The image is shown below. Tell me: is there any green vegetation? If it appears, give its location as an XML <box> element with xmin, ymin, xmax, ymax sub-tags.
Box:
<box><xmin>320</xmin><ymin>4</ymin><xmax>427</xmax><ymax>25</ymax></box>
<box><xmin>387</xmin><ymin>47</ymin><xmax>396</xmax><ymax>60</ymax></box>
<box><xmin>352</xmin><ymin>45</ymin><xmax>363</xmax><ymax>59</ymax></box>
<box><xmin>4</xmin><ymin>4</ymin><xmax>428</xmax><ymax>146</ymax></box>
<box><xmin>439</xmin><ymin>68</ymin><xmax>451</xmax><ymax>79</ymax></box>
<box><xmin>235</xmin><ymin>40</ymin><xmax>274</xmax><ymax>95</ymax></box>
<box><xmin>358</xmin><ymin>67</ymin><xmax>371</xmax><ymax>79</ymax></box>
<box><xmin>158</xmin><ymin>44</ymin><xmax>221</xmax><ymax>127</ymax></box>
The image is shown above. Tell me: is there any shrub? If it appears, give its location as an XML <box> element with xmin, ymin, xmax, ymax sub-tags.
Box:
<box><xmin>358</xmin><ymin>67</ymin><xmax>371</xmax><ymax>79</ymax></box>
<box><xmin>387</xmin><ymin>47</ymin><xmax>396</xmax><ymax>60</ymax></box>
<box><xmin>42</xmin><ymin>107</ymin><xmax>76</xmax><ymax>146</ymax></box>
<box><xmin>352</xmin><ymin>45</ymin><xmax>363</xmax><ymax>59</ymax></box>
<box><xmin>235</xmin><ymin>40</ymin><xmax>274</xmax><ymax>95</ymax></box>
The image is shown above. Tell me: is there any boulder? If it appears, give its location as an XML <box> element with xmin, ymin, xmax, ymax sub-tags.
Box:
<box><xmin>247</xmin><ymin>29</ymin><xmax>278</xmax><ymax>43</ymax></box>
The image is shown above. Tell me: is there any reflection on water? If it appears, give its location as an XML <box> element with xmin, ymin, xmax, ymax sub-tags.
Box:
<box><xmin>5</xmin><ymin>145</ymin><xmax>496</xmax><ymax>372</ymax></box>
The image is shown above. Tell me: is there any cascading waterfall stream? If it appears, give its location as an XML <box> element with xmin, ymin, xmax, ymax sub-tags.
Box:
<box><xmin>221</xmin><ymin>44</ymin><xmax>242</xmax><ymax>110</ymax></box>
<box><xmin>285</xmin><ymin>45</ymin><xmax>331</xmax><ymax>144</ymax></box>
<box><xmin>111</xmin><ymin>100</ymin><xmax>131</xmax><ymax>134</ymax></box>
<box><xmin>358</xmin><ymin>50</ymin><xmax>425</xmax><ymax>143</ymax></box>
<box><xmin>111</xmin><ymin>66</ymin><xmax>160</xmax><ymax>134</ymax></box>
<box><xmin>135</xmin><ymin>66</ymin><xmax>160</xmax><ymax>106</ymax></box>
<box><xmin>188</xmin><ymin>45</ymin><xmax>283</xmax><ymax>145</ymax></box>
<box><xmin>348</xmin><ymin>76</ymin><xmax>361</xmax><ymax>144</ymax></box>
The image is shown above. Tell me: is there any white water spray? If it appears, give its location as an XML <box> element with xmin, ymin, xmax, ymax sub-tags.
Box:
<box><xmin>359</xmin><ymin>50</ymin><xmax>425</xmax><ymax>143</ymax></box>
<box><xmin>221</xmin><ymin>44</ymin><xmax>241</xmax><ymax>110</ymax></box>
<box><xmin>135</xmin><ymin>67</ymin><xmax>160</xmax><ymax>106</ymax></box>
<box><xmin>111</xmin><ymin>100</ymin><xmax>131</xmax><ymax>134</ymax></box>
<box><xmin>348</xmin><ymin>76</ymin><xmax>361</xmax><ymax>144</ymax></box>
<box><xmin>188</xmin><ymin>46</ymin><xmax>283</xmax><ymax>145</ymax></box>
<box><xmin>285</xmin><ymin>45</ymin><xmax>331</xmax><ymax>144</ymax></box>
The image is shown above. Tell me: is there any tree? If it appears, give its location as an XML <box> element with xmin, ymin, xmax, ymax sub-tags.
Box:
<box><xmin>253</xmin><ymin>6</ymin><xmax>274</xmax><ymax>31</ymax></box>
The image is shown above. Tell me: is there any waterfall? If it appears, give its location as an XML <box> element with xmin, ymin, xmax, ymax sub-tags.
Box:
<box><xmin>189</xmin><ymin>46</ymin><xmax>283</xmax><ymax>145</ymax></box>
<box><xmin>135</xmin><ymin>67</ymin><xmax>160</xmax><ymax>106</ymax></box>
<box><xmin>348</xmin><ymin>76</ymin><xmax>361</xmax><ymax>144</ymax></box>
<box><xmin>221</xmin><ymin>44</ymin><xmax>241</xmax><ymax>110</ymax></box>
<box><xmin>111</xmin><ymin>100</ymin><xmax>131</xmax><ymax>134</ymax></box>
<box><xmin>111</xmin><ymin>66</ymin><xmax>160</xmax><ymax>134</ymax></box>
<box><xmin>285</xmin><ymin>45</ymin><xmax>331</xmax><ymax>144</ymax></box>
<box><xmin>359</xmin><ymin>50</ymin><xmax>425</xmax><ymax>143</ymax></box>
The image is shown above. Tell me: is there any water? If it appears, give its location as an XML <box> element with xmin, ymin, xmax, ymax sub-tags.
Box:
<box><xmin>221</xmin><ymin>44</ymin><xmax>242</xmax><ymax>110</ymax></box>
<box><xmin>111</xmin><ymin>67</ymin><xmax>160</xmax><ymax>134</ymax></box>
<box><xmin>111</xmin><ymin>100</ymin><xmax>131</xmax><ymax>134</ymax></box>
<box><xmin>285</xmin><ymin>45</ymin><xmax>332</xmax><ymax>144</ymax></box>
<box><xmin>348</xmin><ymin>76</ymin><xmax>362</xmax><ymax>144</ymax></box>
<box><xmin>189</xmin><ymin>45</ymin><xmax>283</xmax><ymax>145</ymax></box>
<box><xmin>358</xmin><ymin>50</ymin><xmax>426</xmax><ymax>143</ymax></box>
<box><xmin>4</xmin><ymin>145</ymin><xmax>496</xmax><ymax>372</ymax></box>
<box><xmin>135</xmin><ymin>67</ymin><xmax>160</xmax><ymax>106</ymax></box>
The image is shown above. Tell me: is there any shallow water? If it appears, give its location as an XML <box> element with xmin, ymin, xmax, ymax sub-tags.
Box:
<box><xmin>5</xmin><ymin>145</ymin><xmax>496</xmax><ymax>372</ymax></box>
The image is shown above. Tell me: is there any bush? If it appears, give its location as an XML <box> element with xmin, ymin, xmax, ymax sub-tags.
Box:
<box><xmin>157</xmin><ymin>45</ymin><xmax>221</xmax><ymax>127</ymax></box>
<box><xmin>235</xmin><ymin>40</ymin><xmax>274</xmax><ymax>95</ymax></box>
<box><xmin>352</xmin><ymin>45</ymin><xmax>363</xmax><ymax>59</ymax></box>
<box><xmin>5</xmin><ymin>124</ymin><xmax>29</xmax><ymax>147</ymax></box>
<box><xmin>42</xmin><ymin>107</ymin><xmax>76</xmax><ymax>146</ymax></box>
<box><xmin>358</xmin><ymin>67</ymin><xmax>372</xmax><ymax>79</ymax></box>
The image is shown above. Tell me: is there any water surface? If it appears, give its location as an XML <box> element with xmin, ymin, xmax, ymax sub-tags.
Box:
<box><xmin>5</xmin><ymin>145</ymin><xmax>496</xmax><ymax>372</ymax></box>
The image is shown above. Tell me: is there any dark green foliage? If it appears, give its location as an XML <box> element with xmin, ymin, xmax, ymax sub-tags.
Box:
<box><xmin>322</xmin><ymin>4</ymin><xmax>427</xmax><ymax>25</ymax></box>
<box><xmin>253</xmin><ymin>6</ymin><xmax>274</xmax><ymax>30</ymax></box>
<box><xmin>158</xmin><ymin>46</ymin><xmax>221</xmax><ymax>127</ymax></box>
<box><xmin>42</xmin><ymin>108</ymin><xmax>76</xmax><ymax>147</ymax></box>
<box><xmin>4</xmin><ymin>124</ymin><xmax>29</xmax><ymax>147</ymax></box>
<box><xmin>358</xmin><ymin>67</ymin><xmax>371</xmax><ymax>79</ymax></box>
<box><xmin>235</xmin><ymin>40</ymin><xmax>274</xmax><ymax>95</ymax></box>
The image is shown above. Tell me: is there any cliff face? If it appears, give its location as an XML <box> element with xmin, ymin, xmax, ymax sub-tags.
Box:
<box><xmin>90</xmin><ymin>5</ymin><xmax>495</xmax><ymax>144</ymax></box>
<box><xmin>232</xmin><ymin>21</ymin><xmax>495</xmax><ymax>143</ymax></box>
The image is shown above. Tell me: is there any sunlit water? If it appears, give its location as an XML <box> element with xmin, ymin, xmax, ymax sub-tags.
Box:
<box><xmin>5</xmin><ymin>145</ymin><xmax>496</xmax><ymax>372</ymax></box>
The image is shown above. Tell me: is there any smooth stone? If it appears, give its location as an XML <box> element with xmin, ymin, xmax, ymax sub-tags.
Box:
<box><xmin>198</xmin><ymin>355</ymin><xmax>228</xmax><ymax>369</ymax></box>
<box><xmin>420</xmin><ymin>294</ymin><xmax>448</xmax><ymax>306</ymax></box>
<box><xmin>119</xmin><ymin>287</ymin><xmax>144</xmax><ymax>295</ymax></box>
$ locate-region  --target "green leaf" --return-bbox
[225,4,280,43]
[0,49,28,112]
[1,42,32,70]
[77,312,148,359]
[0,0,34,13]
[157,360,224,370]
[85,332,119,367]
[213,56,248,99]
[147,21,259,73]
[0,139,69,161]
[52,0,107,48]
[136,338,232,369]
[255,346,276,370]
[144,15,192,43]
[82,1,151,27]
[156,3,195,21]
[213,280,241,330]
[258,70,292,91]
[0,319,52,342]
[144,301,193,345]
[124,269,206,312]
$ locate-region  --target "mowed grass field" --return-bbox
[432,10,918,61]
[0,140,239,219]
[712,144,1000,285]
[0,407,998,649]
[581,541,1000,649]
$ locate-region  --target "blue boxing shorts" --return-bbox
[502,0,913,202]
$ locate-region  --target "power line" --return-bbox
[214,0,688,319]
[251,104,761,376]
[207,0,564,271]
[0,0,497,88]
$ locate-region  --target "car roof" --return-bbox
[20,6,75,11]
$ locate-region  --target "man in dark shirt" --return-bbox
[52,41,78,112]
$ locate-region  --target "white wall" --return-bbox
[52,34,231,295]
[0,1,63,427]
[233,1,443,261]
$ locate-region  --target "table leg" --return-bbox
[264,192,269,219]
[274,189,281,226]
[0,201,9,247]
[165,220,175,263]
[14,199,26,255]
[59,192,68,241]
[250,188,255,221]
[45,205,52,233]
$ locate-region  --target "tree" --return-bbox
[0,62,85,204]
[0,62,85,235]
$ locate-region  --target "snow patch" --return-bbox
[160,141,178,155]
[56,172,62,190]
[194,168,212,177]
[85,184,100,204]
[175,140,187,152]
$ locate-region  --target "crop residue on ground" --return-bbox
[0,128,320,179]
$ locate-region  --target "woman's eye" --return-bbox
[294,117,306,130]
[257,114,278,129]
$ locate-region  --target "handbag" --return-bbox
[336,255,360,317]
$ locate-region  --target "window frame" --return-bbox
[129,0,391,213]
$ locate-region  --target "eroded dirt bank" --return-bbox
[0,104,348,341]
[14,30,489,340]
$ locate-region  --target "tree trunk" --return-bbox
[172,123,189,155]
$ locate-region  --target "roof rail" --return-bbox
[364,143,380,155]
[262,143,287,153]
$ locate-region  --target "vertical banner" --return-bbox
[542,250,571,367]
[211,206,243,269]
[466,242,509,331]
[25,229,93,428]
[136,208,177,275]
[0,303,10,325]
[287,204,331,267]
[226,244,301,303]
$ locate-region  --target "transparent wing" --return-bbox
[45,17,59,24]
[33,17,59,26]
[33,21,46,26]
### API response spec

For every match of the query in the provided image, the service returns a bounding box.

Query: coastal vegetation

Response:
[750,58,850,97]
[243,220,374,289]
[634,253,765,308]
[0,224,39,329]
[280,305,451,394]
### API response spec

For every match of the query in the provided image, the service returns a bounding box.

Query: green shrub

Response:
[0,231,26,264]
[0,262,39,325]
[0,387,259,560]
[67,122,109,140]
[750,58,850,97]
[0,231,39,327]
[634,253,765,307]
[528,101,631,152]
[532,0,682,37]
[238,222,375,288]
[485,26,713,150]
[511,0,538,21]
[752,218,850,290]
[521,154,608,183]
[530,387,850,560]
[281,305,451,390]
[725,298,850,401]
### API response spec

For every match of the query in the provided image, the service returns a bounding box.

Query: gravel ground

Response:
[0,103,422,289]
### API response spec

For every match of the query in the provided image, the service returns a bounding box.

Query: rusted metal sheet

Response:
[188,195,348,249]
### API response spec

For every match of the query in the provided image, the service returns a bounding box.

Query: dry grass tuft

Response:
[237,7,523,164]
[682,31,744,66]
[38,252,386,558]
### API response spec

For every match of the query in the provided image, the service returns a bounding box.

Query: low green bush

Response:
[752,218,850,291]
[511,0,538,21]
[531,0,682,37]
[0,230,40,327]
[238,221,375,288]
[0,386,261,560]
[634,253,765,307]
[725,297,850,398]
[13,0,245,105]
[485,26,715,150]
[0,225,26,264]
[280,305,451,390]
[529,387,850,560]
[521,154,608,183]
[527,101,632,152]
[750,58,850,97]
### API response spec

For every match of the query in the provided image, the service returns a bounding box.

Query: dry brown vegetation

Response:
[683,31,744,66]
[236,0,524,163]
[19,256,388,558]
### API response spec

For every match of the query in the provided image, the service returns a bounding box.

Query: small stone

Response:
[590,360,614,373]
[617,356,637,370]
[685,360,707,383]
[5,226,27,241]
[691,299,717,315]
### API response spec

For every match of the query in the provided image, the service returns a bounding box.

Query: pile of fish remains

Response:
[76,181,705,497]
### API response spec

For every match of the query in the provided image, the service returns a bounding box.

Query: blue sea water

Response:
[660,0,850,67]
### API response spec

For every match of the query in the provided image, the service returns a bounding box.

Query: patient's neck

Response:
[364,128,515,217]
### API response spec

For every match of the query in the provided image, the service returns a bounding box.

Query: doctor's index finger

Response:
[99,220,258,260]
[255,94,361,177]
§ §
» **Work instructions**:
State how many lines of the records above contain the string "roof", giving only the number.

» **Result below**:
2